======== Given data

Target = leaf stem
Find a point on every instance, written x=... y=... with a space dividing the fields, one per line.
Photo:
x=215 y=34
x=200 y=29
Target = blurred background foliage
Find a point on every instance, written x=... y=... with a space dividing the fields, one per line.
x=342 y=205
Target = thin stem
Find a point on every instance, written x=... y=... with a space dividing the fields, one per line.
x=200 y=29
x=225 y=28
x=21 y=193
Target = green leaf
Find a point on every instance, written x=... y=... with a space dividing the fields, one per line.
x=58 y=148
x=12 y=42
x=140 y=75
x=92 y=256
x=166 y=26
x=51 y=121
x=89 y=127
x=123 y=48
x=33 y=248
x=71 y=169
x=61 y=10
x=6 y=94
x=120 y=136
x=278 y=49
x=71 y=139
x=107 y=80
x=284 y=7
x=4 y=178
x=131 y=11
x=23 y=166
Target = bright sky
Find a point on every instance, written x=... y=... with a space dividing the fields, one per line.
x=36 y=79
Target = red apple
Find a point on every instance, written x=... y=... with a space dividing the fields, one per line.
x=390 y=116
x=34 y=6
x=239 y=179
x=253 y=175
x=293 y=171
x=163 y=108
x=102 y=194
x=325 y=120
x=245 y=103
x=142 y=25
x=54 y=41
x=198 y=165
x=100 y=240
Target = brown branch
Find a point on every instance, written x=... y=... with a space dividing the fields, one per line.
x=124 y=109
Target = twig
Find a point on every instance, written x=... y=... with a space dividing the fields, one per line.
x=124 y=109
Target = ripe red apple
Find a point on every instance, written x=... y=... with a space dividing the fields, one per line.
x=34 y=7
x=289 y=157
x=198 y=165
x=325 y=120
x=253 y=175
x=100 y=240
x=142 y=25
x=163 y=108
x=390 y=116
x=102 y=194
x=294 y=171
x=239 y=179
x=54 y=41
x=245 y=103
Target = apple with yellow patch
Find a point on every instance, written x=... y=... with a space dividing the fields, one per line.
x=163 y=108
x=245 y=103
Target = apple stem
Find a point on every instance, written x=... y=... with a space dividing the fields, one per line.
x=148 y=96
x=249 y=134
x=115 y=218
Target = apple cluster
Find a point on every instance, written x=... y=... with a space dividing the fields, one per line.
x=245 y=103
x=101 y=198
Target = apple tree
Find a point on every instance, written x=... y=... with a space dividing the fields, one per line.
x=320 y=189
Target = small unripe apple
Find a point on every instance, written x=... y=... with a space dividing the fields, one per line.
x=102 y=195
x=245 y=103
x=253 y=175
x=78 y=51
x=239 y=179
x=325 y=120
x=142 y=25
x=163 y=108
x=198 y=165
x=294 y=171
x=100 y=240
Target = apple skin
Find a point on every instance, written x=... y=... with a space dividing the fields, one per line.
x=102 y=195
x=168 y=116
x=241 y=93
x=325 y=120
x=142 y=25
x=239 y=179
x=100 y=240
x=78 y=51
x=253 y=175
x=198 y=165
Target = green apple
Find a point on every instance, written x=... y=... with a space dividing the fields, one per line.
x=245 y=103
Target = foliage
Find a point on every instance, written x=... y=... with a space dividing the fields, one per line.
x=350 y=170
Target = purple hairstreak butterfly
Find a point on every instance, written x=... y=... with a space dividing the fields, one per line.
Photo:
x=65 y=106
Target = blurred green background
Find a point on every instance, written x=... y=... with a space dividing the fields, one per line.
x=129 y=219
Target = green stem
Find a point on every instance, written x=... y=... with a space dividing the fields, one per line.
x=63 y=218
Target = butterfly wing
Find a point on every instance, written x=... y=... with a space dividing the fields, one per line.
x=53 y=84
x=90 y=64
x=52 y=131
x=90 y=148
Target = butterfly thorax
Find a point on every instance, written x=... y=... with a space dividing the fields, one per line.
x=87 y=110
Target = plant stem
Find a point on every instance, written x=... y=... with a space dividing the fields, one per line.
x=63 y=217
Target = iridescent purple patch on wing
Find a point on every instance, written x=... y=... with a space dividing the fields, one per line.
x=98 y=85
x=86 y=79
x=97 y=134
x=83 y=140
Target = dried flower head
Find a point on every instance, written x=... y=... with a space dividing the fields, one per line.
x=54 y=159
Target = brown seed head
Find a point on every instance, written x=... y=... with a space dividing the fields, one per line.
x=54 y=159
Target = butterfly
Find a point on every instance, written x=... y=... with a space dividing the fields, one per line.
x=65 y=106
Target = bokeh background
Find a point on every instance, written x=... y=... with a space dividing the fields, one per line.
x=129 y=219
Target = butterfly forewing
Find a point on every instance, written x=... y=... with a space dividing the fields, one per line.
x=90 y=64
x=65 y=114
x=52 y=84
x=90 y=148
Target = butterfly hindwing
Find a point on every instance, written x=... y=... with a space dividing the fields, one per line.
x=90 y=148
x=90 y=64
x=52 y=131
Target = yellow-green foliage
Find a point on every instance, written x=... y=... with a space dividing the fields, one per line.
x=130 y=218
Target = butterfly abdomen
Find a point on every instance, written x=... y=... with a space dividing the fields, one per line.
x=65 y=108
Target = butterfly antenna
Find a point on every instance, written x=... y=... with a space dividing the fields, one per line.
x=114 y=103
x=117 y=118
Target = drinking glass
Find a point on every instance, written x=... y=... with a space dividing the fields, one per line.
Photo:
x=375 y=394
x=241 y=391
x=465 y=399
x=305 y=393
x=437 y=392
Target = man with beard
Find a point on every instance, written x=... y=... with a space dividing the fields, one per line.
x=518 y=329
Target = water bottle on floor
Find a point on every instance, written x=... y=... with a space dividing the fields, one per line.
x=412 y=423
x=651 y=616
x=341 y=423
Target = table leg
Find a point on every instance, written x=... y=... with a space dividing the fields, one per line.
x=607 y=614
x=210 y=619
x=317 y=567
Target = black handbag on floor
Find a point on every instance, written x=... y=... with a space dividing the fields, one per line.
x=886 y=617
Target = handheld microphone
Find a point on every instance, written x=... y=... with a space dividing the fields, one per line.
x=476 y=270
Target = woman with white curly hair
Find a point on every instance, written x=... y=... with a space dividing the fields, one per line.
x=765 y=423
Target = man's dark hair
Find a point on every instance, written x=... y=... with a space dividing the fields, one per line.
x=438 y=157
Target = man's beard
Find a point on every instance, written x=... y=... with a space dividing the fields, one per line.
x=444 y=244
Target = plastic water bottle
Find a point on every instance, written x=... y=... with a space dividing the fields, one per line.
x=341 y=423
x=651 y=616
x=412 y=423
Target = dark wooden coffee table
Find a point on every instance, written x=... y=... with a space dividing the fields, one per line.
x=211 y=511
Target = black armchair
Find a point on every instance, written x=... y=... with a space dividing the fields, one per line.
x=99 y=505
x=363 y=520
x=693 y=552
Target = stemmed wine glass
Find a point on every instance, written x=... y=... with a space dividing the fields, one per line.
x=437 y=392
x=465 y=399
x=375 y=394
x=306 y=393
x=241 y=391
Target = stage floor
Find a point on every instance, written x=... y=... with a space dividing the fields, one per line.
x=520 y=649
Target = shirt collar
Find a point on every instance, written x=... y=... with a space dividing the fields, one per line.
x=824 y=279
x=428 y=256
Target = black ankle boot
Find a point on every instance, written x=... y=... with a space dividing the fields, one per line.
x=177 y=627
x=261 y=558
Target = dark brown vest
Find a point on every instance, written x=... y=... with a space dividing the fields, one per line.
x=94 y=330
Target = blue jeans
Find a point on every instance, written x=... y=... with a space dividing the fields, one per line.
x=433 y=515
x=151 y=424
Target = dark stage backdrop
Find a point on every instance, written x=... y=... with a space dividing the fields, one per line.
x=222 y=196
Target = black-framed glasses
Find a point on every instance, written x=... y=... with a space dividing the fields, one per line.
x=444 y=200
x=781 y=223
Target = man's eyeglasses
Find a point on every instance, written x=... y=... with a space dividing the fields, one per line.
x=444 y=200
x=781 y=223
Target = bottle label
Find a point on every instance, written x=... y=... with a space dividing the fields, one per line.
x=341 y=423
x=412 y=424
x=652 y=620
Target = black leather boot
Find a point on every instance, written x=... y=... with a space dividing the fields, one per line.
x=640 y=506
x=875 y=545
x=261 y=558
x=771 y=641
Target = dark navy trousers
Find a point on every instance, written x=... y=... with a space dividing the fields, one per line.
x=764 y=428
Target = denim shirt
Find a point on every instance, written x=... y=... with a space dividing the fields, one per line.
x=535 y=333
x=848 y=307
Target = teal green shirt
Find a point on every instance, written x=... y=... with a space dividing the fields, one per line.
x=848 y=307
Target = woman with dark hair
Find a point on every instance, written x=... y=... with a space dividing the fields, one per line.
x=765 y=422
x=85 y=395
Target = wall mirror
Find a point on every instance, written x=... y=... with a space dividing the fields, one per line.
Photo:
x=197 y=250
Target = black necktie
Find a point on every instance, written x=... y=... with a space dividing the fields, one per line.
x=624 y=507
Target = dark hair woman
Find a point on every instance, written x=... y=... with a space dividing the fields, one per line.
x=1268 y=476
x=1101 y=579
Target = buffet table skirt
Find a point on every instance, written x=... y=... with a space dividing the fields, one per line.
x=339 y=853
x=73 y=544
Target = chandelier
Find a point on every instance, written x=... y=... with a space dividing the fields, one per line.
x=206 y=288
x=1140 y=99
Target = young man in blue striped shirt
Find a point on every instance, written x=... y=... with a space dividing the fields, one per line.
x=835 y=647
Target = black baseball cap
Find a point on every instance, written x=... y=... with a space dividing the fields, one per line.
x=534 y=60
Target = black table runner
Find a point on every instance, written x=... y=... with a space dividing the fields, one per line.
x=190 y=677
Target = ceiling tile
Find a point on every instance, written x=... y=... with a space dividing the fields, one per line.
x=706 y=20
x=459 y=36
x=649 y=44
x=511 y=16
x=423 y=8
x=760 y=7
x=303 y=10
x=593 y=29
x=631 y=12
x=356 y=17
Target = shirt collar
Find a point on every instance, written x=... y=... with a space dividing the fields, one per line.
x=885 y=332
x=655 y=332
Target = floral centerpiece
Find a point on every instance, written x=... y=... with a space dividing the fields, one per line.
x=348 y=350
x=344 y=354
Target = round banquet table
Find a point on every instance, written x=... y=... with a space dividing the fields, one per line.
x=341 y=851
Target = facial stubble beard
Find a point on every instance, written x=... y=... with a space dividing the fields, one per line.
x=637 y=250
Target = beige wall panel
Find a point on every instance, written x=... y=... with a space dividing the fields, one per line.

================

▸ Description of the task: All lines above from the line with "Target = woman with dark hair" through the line with "Target = young man in blue striped shirt", both included, are to be set down exactly, with nothing else.

▸ Completed exercise:
Target = woman with dark hair
Find a point on every instance, written x=... y=... with a space dividing the fields, one per line.
x=765 y=422
x=85 y=395
Target = wall mirror
Find a point on every instance, written x=... y=... with a space dividing the fields, one per line.
Photo:
x=197 y=250
Target = black necktie
Find a point on every instance, written x=... y=... with a space dividing the fields, one per line.
x=624 y=507
Target = dark hair woman
Find a point on every instance, written x=... y=... with a space dividing the fields, one per line.
x=1268 y=476
x=1101 y=579
Target = buffet table skirt
Find a point on every instance, written x=... y=... with a space dividing the fields, one per line.
x=339 y=853
x=73 y=544
Target = chandelier
Find a point on every instance, written x=... y=... with a space dividing the fields, one per line.
x=206 y=288
x=1140 y=99
Target = young man in blue striped shirt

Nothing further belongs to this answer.